Exercise goal: Locate every line in the material below that contains the string "above" and copy each of those lines out in full.

┌─ Information provided

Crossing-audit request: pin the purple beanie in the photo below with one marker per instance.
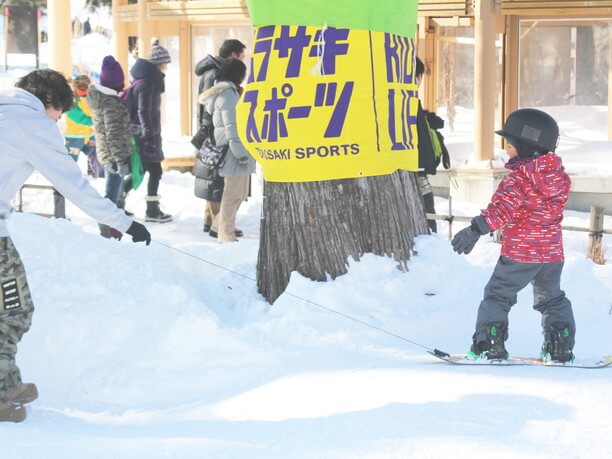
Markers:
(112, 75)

└─
┌─ Information provided

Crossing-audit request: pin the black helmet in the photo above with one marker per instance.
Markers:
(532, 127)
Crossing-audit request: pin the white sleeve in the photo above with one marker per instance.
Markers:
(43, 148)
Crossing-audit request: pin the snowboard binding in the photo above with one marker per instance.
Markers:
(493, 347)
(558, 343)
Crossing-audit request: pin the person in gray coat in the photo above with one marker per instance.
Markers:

└─
┌─ Information provided

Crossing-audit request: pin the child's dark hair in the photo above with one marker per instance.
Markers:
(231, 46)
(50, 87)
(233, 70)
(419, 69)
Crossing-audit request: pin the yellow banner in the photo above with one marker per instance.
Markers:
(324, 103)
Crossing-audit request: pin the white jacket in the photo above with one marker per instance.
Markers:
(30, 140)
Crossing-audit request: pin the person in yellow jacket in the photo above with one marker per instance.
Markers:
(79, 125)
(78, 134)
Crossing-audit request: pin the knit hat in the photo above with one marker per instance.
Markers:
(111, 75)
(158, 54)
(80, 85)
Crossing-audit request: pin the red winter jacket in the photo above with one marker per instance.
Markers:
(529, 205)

└─

Result:
Crossing-audit request: pin the black helmet in the photo above with one marker per instance.
Crossing-audit request: pin the white sleeve in the photo above with one marker per instance.
Crossing-audit request: pin the snowboard binding in the photo above with one marker per instance.
Crossing-audit request: pin the person in gray coat in the photo above with one marker per instance.
Crossing-audit request: pin the child's dark hair in the photo above with one marker per instance.
Crossing-audit request: pin the yellow banner in the photo above with one marker per instance.
Crossing-audit request: pin the white jacket in the photo above with one marker per instance.
Crossing-audit request: pin the person in yellow jacket in the photo above with one marker per instance.
Crossing-audit request: pin the knit hat in the photo above with one marker per instance.
Crossing-audit request: pin the red winter jacket in the photo above with one marker per instance.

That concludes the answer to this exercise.